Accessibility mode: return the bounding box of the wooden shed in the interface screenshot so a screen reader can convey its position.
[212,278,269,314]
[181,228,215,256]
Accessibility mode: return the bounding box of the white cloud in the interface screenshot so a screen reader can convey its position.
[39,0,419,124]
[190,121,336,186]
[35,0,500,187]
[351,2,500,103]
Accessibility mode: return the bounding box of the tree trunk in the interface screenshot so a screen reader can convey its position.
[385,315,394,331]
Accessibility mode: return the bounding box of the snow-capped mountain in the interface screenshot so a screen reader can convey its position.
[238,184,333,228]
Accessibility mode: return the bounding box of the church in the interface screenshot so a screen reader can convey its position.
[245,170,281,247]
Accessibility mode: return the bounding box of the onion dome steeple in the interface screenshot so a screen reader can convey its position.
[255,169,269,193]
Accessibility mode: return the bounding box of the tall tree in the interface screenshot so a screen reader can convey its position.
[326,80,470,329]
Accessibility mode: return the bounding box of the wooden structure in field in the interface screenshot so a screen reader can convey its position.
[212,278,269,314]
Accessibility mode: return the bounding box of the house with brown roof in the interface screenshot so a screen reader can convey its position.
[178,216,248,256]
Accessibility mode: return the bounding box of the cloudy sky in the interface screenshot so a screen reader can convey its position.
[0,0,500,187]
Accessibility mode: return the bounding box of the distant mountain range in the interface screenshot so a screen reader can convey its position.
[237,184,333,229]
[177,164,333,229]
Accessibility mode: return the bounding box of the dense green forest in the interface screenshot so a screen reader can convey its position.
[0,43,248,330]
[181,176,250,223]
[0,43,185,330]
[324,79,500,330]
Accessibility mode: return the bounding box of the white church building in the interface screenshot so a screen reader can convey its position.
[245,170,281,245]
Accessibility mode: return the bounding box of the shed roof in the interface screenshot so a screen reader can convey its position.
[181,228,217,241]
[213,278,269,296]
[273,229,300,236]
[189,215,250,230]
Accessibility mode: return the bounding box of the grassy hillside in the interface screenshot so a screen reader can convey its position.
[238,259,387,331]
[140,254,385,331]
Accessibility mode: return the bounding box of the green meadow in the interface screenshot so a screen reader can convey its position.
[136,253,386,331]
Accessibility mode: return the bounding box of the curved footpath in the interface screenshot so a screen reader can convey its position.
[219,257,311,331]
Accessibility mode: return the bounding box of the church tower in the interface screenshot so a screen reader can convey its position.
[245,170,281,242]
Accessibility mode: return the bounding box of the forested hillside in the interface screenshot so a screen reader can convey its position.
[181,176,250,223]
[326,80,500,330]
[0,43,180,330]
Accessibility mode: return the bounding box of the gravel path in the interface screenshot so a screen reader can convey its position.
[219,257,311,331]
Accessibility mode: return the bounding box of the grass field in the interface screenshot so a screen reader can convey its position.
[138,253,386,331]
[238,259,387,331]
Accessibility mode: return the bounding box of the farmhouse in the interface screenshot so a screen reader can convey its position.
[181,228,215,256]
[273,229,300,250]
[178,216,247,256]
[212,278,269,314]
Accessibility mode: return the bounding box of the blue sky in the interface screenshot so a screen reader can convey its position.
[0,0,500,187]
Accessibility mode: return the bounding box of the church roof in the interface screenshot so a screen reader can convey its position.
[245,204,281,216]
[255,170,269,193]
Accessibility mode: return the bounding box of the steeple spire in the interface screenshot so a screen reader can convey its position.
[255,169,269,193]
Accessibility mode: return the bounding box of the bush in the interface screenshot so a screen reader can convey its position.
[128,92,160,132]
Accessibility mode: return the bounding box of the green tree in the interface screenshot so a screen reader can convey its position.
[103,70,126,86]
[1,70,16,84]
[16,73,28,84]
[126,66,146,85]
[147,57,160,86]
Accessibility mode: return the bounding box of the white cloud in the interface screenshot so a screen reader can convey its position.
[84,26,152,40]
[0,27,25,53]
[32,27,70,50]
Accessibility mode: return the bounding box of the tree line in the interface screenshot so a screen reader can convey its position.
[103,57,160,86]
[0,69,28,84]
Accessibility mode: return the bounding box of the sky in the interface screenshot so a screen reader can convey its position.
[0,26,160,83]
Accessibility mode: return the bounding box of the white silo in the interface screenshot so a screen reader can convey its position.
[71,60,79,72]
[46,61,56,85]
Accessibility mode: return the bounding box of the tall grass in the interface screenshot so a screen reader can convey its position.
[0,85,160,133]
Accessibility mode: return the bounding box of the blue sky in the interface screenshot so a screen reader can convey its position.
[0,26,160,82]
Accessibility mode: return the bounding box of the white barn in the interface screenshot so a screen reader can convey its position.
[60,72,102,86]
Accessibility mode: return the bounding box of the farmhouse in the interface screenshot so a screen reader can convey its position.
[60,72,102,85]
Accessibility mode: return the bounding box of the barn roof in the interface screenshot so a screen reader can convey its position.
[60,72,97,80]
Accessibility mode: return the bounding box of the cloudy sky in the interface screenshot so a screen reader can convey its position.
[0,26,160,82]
━━━━━━━━━━━━━━━━━━━━
### [SHORT TASK]
Convert the records from the line containing "Accessibility mode: return the bounding box of the dense" through the line containing "[245,170,281,245]" into a two-column CSV with the header input,output. Write one row per record, with its text under input and its answer under output, each in one quoted field with line breaks replaced by spaces.

### [RESULT OF THE TASK]
input,output
"Accessibility mode: return the bounding box of the dense green forest in the interface screenshot so a screen reader can convey its position.","[0,43,248,330] [181,176,250,223] [0,43,185,330] [324,79,500,330]"
"Accessibility mode: return the bounding box of the white church building in the interface screenshot so a screen reader can convey its position.","[245,170,281,245]"